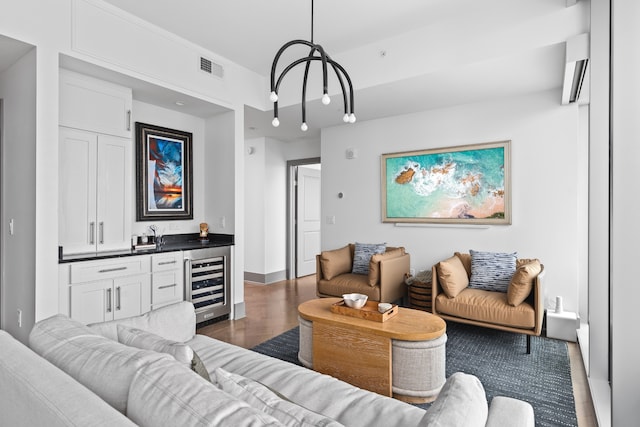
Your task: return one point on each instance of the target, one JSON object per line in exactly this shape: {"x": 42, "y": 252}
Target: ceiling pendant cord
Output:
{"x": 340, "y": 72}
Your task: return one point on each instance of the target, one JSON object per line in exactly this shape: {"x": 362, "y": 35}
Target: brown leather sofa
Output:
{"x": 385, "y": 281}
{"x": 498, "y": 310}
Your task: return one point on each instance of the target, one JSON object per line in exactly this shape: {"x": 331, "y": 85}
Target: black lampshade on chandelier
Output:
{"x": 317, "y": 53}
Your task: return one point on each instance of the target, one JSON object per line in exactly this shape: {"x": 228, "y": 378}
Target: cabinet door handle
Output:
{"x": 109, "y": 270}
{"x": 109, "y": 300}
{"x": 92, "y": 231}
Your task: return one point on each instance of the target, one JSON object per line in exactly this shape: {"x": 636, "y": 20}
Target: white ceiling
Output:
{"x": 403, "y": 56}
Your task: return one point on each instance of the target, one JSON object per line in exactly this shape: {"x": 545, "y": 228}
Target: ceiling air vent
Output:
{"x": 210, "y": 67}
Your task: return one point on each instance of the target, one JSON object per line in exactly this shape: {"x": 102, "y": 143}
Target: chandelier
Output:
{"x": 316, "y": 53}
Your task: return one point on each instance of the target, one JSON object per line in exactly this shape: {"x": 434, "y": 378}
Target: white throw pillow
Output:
* * *
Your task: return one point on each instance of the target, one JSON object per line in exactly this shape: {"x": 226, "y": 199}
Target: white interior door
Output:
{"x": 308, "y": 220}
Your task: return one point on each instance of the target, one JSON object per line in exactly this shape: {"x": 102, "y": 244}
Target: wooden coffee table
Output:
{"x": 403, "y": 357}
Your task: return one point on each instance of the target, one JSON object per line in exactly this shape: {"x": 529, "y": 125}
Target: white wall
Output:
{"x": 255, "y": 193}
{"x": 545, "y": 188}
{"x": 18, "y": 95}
==
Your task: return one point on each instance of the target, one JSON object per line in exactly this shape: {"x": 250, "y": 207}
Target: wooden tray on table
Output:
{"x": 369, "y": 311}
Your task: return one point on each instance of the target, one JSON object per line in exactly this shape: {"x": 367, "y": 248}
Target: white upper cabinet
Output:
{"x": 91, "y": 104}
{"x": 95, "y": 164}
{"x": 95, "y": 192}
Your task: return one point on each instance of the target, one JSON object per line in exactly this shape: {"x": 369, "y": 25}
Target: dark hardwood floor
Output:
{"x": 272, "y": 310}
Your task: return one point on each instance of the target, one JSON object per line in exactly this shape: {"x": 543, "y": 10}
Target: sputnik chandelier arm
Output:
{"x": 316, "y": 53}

What to produce
Find every line in the listing above that contains the word "chandelier" and copy each of those lines.

The output
Target: black lampshade on chandelier
Target: chandelier
Target: sputnik chandelier arm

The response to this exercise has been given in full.